Dataset records
====

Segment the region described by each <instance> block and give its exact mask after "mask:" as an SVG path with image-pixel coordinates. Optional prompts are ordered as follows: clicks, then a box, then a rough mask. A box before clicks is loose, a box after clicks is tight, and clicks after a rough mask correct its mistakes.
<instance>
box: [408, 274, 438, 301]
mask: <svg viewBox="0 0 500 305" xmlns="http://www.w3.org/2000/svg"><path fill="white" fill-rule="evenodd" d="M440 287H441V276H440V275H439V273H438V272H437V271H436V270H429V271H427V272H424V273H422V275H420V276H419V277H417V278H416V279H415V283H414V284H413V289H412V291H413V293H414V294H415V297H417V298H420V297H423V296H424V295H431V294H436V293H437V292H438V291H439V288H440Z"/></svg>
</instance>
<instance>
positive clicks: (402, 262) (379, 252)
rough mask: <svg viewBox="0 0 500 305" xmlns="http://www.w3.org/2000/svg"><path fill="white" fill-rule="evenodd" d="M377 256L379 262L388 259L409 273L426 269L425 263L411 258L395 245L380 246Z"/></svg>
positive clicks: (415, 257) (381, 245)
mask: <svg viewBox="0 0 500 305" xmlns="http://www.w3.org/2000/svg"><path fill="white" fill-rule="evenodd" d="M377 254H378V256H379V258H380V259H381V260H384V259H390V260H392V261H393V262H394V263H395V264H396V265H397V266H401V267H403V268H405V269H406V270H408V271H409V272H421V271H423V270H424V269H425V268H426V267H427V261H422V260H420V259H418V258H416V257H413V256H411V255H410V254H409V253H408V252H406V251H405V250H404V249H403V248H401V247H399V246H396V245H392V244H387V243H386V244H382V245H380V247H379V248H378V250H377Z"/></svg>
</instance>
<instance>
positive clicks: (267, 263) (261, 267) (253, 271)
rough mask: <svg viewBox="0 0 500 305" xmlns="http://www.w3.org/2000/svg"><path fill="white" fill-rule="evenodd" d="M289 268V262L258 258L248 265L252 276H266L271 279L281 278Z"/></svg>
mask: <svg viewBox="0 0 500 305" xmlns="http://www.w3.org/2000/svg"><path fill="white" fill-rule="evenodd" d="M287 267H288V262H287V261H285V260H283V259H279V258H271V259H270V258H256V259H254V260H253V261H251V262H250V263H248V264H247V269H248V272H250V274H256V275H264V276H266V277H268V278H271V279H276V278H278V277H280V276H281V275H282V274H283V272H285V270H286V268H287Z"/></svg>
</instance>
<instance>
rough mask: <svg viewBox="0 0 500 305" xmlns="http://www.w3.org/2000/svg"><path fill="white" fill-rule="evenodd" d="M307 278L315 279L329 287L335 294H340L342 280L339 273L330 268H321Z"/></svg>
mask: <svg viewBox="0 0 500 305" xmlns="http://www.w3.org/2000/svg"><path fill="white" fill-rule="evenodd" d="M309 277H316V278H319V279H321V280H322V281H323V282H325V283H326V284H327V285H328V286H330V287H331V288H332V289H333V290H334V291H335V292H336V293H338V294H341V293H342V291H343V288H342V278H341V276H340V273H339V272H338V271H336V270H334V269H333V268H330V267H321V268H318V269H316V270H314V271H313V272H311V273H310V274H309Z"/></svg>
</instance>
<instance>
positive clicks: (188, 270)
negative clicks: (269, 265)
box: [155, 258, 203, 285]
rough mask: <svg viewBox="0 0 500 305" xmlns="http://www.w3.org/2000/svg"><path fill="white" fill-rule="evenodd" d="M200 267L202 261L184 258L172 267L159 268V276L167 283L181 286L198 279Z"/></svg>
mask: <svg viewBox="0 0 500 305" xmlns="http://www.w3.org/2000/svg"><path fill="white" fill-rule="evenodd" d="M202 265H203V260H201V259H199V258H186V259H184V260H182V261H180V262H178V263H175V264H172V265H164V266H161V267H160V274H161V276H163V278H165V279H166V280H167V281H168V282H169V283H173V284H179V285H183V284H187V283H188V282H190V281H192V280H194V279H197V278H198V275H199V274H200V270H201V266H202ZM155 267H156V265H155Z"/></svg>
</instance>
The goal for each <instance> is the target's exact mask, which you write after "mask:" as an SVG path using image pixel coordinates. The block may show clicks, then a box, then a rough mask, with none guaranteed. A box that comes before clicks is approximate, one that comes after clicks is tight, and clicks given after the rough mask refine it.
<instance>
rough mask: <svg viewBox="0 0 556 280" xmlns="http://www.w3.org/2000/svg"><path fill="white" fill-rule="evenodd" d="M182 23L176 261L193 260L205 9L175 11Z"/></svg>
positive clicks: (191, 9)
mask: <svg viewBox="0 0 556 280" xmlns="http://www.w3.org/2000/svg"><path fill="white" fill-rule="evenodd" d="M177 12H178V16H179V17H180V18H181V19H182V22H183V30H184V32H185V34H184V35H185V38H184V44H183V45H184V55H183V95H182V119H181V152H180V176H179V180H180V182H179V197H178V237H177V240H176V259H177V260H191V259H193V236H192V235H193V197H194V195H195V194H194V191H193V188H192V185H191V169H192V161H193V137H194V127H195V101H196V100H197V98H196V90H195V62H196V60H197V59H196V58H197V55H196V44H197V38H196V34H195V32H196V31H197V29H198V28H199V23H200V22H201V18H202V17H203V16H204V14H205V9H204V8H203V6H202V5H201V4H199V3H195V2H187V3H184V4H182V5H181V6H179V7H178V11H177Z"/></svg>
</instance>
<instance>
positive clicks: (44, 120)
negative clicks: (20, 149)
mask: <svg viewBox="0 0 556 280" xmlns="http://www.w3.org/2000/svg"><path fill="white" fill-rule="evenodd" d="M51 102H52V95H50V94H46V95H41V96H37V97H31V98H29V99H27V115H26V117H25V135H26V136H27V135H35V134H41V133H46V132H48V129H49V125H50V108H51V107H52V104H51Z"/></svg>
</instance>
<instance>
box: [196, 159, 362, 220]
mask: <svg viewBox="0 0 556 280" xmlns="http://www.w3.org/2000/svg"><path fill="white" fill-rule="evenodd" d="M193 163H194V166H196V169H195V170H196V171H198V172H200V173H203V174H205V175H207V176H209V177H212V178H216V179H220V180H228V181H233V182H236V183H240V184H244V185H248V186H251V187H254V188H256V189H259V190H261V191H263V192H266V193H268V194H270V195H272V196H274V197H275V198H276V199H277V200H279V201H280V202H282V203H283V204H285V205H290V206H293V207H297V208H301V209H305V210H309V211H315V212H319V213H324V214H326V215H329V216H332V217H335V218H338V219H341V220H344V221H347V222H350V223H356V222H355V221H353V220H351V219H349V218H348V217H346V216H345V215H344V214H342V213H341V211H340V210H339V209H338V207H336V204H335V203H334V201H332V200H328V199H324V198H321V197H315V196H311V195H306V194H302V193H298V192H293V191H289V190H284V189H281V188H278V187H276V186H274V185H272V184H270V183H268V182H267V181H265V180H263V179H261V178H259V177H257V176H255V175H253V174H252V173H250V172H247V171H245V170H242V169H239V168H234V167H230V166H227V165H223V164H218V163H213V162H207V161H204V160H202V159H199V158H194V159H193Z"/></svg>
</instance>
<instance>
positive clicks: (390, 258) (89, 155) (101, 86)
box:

====

> **Exercise aim**: Transcribe all of the data exactly, leaving no line out.

> **Problem solution**:
Segment the region described by each <instance> block and give its exact mask after "mask:" as an SVG path with image-pixel coordinates. Optional prompts are ordered as follows: clicks, then a box, then a rough mask. A box before clicks is loose, a box after clicks is tight, and clicks after a rough mask correct its mistakes.
<instance>
box: [408, 274, 438, 301]
mask: <svg viewBox="0 0 500 305" xmlns="http://www.w3.org/2000/svg"><path fill="white" fill-rule="evenodd" d="M440 287H441V276H440V275H439V273H438V272H437V271H436V270H429V271H427V272H424V273H422V275H420V276H419V277H417V278H416V279H415V283H414V284H413V289H412V291H413V293H414V294H415V297H417V298H420V297H423V296H424V295H431V294H436V293H437V292H438V291H439V288H440Z"/></svg>
</instance>
<instance>
positive clicks: (402, 262) (379, 252)
rough mask: <svg viewBox="0 0 500 305" xmlns="http://www.w3.org/2000/svg"><path fill="white" fill-rule="evenodd" d="M377 256L379 262L388 259L409 273L426 269L425 263L411 258L395 245L380 246Z"/></svg>
positive clicks: (415, 257) (381, 245)
mask: <svg viewBox="0 0 500 305" xmlns="http://www.w3.org/2000/svg"><path fill="white" fill-rule="evenodd" d="M377 254H378V256H379V258H380V259H381V260H384V259H390V260H392V261H393V262H394V263H395V264H396V265H397V266H401V267H403V268H405V269H406V270H408V271H409V272H421V271H423V270H424V269H425V268H426V267H427V261H422V260H420V259H418V258H416V257H413V256H411V255H410V254H409V253H408V252H406V251H405V250H404V249H403V248H401V247H399V246H396V245H392V244H387V243H386V244H382V245H380V247H379V248H378V250H377Z"/></svg>
</instance>
<instance>
positive clicks: (267, 263) (261, 267) (253, 271)
rough mask: <svg viewBox="0 0 500 305" xmlns="http://www.w3.org/2000/svg"><path fill="white" fill-rule="evenodd" d="M289 268V262L258 258L248 265L252 276H266L271 279L281 278Z"/></svg>
mask: <svg viewBox="0 0 500 305" xmlns="http://www.w3.org/2000/svg"><path fill="white" fill-rule="evenodd" d="M287 267H288V262H287V261H285V260H283V259H279V258H271V259H270V258H256V259H254V260H253V261H251V262H250V263H248V264H247V269H248V272H250V274H256V275H264V276H266V277H268V278H271V279H276V278H278V277H280V276H281V275H282V274H283V272H285V270H286V268H287Z"/></svg>
</instance>
<instance>
rough mask: <svg viewBox="0 0 500 305" xmlns="http://www.w3.org/2000/svg"><path fill="white" fill-rule="evenodd" d="M307 278L315 279L329 287L335 294H340L342 280L339 273L330 268H321Z"/></svg>
mask: <svg viewBox="0 0 500 305" xmlns="http://www.w3.org/2000/svg"><path fill="white" fill-rule="evenodd" d="M309 277H316V278H319V279H321V280H322V281H323V282H325V283H326V284H327V285H328V286H330V287H331V288H332V289H333V290H334V291H335V292H336V293H338V294H341V293H342V291H343V288H342V278H341V276H340V273H339V272H338V271H336V270H334V269H333V268H330V267H321V268H318V269H316V270H314V271H313V272H311V273H310V274H309Z"/></svg>
</instance>
<instance>
positive clicks: (188, 270)
negative clicks: (269, 265)
box: [155, 258, 203, 285]
rough mask: <svg viewBox="0 0 500 305" xmlns="http://www.w3.org/2000/svg"><path fill="white" fill-rule="evenodd" d="M200 267L202 261L184 258L172 267L159 268V276L167 283L181 286L198 279Z"/></svg>
mask: <svg viewBox="0 0 500 305" xmlns="http://www.w3.org/2000/svg"><path fill="white" fill-rule="evenodd" d="M202 265H203V260H201V259H199V258H186V259H184V260H182V261H180V262H178V263H175V264H172V265H164V266H161V267H160V274H161V276H163V278H165V279H166V280H167V281H168V282H169V283H173V284H179V285H183V284H187V283H188V282H190V281H192V280H194V279H197V278H198V275H199V274H200V270H201V266H202ZM155 267H156V265H155Z"/></svg>
</instance>
The goal for each <instance> is the target's exact mask, which you write after "mask:" as an SVG path using image pixel coordinates. The block may show clicks, then a box, then a rough mask, with none guaranteed. A box that comes before clicks is approximate, one that comes after clicks is tight, and clicks given after the rough mask refine it.
<instance>
rough mask: <svg viewBox="0 0 556 280" xmlns="http://www.w3.org/2000/svg"><path fill="white" fill-rule="evenodd" d="M182 23L176 261L193 260L205 9L175 11Z"/></svg>
positive clicks: (191, 9)
mask: <svg viewBox="0 0 556 280" xmlns="http://www.w3.org/2000/svg"><path fill="white" fill-rule="evenodd" d="M177 12H178V16H179V17H180V18H181V19H182V22H183V30H184V32H185V34H184V35H185V38H184V44H183V45H184V55H183V95H182V119H181V152H180V176H179V180H180V182H179V197H178V237H177V240H176V259H177V260H191V259H193V236H192V235H193V197H194V195H195V194H194V191H193V188H192V185H191V169H192V161H193V137H194V127H195V101H196V100H197V98H196V90H195V62H196V60H197V59H196V58H197V55H196V44H197V38H196V34H195V32H196V31H197V29H198V28H199V23H200V22H201V18H202V17H203V16H204V14H205V9H204V8H203V6H202V5H201V4H199V3H195V2H187V3H184V4H182V5H181V6H179V7H178V11H177Z"/></svg>
</instance>
<instance>
positive clicks: (44, 120)
negative clicks: (20, 149)
mask: <svg viewBox="0 0 556 280" xmlns="http://www.w3.org/2000/svg"><path fill="white" fill-rule="evenodd" d="M51 102H52V95H50V94H46V95H41V96H37V97H31V98H29V99H27V115H26V117H25V135H26V136H27V135H35V134H41V133H46V132H48V129H49V125H50V108H51V107H52V104H51Z"/></svg>
</instance>
<instance>
box: [196, 159, 362, 220]
mask: <svg viewBox="0 0 556 280" xmlns="http://www.w3.org/2000/svg"><path fill="white" fill-rule="evenodd" d="M193 163H194V166H196V169H195V170H196V171H198V172H200V173H203V174H205V175H207V176H209V177H212V178H216V179H220V180H228V181H233V182H236V183H240V184H244V185H248V186H251V187H254V188H256V189H259V190H261V191H263V192H266V193H268V194H270V195H272V196H274V197H275V198H276V199H277V200H279V201H280V202H282V203H283V204H285V205H290V206H293V207H297V208H301V209H305V210H309V211H315V212H319V213H324V214H326V215H329V216H332V217H335V218H338V219H341V220H344V221H347V222H350V223H356V222H355V221H353V220H351V219H349V218H348V217H346V216H345V215H344V214H342V213H341V211H340V210H339V209H338V207H336V204H335V203H334V201H332V200H328V199H324V198H321V197H315V196H311V195H306V194H302V193H298V192H293V191H289V190H284V189H281V188H278V187H276V186H274V185H272V184H270V183H268V182H267V181H265V180H263V179H261V178H259V177H257V176H255V175H253V174H252V173H250V172H247V171H245V170H242V169H239V168H234V167H230V166H227V165H223V164H218V163H213V162H207V161H204V160H202V159H199V158H194V159H193Z"/></svg>
</instance>
<instance>
positive clicks: (390, 258) (89, 155) (101, 86)
box:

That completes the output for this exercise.